OBJECTIVE -
Reproduce verbatim the lines of the listing below, from the line containing "Please provide the mask of every instance of the blurred" to the line containing "POLYGON ((388 161, 388", including both of those lines, and output no other lines.

Region segmentation data

........

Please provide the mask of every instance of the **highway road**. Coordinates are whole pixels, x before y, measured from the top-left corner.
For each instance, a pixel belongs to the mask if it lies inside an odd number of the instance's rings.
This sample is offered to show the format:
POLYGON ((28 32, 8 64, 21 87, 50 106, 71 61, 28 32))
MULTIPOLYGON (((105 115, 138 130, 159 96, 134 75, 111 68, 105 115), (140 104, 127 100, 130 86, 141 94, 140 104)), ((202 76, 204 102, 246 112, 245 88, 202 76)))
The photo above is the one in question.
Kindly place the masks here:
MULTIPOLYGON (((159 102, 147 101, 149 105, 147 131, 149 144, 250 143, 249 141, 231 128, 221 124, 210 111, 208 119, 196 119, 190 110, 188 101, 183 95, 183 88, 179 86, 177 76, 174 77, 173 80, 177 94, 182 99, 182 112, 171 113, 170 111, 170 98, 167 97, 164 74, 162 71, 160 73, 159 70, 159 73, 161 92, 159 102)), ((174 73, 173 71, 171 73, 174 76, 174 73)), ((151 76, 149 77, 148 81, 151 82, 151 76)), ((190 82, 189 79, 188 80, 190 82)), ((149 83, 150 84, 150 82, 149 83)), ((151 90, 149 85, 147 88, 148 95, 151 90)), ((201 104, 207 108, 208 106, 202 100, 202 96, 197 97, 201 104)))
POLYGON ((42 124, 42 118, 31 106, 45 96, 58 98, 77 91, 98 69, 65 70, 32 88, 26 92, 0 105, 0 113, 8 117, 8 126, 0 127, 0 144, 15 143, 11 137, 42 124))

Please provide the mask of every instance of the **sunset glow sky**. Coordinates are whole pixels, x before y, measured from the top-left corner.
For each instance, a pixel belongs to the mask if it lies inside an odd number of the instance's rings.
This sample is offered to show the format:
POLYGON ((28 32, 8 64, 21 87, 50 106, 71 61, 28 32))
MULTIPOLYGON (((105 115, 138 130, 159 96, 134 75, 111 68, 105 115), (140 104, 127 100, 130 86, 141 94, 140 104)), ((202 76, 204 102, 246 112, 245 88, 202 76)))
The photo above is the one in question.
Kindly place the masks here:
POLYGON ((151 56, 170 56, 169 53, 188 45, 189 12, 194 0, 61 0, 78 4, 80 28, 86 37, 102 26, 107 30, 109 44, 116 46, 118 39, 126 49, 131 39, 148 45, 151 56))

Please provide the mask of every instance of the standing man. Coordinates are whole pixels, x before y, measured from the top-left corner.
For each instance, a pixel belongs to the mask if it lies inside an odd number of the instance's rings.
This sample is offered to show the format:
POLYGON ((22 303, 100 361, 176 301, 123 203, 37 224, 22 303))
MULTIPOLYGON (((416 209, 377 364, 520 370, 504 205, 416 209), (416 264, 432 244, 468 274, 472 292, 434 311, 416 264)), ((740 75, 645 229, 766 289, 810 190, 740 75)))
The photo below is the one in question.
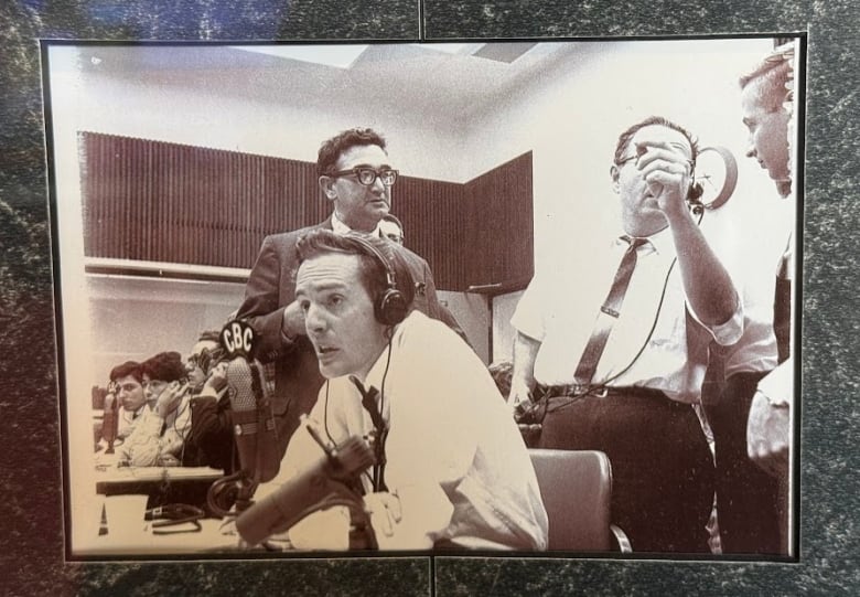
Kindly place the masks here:
MULTIPOLYGON (((390 209, 391 186, 398 175, 388 159, 385 139, 369 128, 345 130, 323 142, 316 170, 320 189, 332 202, 332 215, 314 226, 264 239, 236 316, 255 329, 257 358, 276 364, 271 402, 281 455, 299 416, 310 411, 323 382, 305 335, 304 316, 294 300, 299 266, 295 242, 315 228, 379 236, 379 221, 390 209)), ((415 280, 415 308, 459 329, 450 313, 440 308, 427 262, 406 248, 398 250, 415 280)))
POLYGON ((665 118, 624 131, 610 168, 622 234, 536 276, 512 319, 515 413, 542 417, 538 447, 609 456, 613 520, 638 552, 709 551, 713 460, 691 405, 711 340, 742 332, 738 292, 686 202, 697 151, 665 118))
MULTIPOLYGON (((766 170, 781 198, 792 194, 792 61, 793 47, 780 47, 740 79, 743 122, 750 132, 746 156, 766 170)), ((785 361, 794 267, 791 231, 786 235, 785 245, 776 247, 785 249, 782 257, 773 255, 762 263, 756 256, 741 256, 738 268, 745 287, 744 334, 725 356, 725 387, 719 402, 707 405, 717 448, 717 511, 723 553, 787 553, 793 366, 785 361), (770 373, 777 362, 785 363, 770 373)))
MULTIPOLYGON (((404 254, 329 231, 299 252, 295 296, 326 380, 310 418, 334 446, 372 438, 376 463, 361 478, 379 548, 545 550, 547 514, 505 401, 461 338, 409 309, 404 254)), ((261 493, 322 456, 295 434, 261 493)))

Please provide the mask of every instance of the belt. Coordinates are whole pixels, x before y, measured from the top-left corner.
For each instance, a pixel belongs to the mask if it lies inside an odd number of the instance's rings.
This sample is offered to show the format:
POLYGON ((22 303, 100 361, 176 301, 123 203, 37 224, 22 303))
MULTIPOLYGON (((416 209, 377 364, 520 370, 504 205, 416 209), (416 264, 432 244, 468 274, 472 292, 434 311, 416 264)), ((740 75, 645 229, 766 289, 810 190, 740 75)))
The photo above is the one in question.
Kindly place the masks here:
POLYGON ((639 387, 635 385, 625 386, 609 386, 609 385, 595 385, 583 386, 579 384, 568 385, 547 385, 541 386, 544 388, 544 397, 584 397, 593 396, 603 398, 606 396, 631 396, 639 398, 666 398, 668 396, 662 390, 654 390, 652 387, 639 387))

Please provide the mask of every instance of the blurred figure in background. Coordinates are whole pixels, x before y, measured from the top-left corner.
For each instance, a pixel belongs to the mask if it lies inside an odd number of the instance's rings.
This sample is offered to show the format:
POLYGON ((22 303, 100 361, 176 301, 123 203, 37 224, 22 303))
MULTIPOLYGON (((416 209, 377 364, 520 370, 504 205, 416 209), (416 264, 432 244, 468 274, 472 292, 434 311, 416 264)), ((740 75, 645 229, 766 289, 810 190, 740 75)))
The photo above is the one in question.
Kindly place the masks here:
POLYGON ((132 467, 178 466, 191 426, 187 366, 178 352, 160 352, 142 365, 143 390, 153 404, 120 447, 132 467))

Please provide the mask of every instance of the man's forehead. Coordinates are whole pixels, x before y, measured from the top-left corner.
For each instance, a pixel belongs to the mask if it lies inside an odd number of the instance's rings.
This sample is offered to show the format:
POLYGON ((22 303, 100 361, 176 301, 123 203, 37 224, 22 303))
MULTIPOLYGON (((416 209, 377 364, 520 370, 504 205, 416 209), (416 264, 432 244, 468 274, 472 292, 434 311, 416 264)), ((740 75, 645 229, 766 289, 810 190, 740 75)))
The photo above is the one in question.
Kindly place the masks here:
POLYGON ((358 280, 358 255, 326 253, 305 259, 295 275, 295 294, 311 289, 343 288, 358 280))
POLYGON ((690 141, 687 136, 664 125, 642 127, 633 136, 631 145, 648 142, 667 142, 687 156, 691 154, 690 141))
POLYGON ((388 161, 388 154, 378 145, 353 146, 337 157, 337 166, 343 170, 356 166, 372 166, 374 168, 390 166, 388 161))

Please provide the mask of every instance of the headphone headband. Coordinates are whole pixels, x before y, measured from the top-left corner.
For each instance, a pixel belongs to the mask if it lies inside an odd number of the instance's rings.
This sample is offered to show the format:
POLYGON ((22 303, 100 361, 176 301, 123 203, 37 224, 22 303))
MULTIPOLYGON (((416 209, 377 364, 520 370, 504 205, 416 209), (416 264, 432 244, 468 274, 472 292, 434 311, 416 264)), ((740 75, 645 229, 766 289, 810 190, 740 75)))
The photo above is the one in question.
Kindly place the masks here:
POLYGON ((355 241, 356 246, 364 255, 374 258, 385 270, 386 289, 378 297, 374 298, 374 313, 376 320, 386 326, 397 326, 407 316, 409 305, 404 294, 397 289, 397 277, 395 275, 394 264, 386 257, 381 250, 375 247, 367 238, 358 235, 350 235, 348 238, 355 241))

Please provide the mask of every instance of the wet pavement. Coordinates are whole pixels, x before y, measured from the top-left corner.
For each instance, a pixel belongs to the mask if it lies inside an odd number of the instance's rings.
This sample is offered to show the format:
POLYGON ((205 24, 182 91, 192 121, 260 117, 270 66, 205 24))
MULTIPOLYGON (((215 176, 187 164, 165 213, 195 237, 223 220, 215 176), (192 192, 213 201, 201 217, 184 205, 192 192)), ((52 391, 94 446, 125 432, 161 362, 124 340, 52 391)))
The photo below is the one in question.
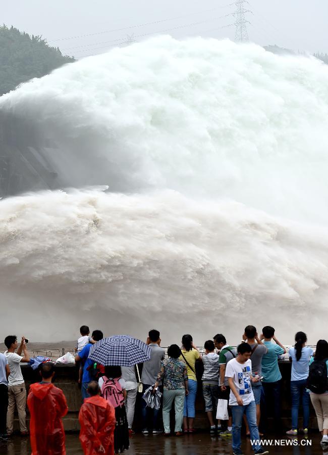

........

FULL SOLUTION -
Please provide the mask of every instance of the blurred figure in background. Coordinates are whole pixels, x before y, measured from the top-left corner.
For each instance, a pixel belongs to the mask if it lies inside an odd number of the instance's rings.
This sample is offered to show the format:
POLYGON ((22 303, 100 361, 176 301, 123 203, 37 224, 22 303))
MULTIPOLYGON (((416 209, 377 364, 520 370, 504 205, 416 209), (416 264, 432 244, 468 274, 472 292, 434 311, 416 264)), ((740 75, 645 229, 766 289, 810 190, 740 75)))
The photo above is the one in question.
Kindly place the masks here:
POLYGON ((132 467, 178 466, 191 426, 187 366, 178 352, 160 352, 142 365, 143 390, 153 404, 120 447, 132 467))

Please provide the mask of every instance of the man's forehead. Coordinates are whole pixels, x before y, measured from the top-left corner.
For each instance, a pixel belongs to the mask if it lies inside an odd number of the instance's rings.
This sample is offered to show the format:
POLYGON ((22 303, 100 361, 176 301, 123 203, 37 224, 22 303))
MULTIPOLYGON (((416 209, 377 364, 520 370, 504 205, 416 209), (416 264, 432 244, 468 274, 472 292, 434 311, 416 264)), ((740 75, 645 229, 766 289, 810 190, 740 75)))
The photo above is the one in question.
Kindly place the masks here:
POLYGON ((358 280, 358 255, 326 253, 305 259, 295 275, 295 294, 311 289, 343 288, 358 280))
POLYGON ((690 141, 687 136, 664 125, 642 127, 633 136, 631 145, 648 142, 667 142, 687 156, 691 154, 690 141))
POLYGON ((388 161, 388 154, 378 145, 353 146, 337 157, 337 166, 343 170, 356 166, 372 166, 374 168, 390 166, 388 161))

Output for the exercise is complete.